Challenge ->
Answer these questions from the text on firearms presented for repair.
(a) How soon after the transaction must a disposition be recorded?
(b) By when must an acquisition be recorded?
(c) What does General Store argue about its violation of § 478.125(e)?

Extract to read ->
>>>>
FIREARMS PRESENTED FOR REPAIR

Customers took firearms to General Store to have them repaired. On some occasions, General Store performed the repairs. On other occasions, General Store transferred the firearms to a gunsmith or the company that manufactured the firearms. General Store acknowledges that this event constituted a disposition within the meaning of 27 C.F.R. § 478.125(e) and that a disposition must "be recorded by the licensed dealer not later than 7 days following the date of such transaction." Id. Upon completion of the repairs, the manufacturer or gunsmith returned the firearms. General Store acknowledges that this event constituted an acquisition within the meaning of § 478.125(e) and that an acquisition must "be recorded not later than the close of the next business day following the date of such . . . acquisition." Id. Prior to the 2003 inspection, General Store did not record the transfer of firearms to manufacturers and gunsmiths as a disposition in its A D Book nor did it record the receipt of returning firearms as an acquisition in its A D Book. While General Store concedes that its failure to do so violated § 478.125(e), General Store argues that the violation was not willful. This argument is unpersuasive.
<<<<
Dataset excerpts ->
>>>>
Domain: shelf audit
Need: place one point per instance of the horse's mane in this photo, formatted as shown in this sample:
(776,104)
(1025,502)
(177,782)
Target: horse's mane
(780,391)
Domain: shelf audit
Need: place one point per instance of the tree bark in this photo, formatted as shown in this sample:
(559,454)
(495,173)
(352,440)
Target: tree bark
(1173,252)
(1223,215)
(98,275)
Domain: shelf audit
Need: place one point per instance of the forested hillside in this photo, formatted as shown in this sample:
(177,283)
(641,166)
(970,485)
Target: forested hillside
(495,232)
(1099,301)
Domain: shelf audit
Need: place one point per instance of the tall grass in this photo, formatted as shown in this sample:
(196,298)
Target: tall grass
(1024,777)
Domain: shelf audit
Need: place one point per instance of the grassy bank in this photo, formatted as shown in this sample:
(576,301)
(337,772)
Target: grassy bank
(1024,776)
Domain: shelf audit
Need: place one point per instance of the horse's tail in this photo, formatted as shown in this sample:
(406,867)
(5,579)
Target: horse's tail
<<<<
Full response ->
(a) Not later than 7 days following the date of the transaction.
(b) Not later than the close of the next business day following the date of the acquisition.
(c) It argues that the violation was not willful.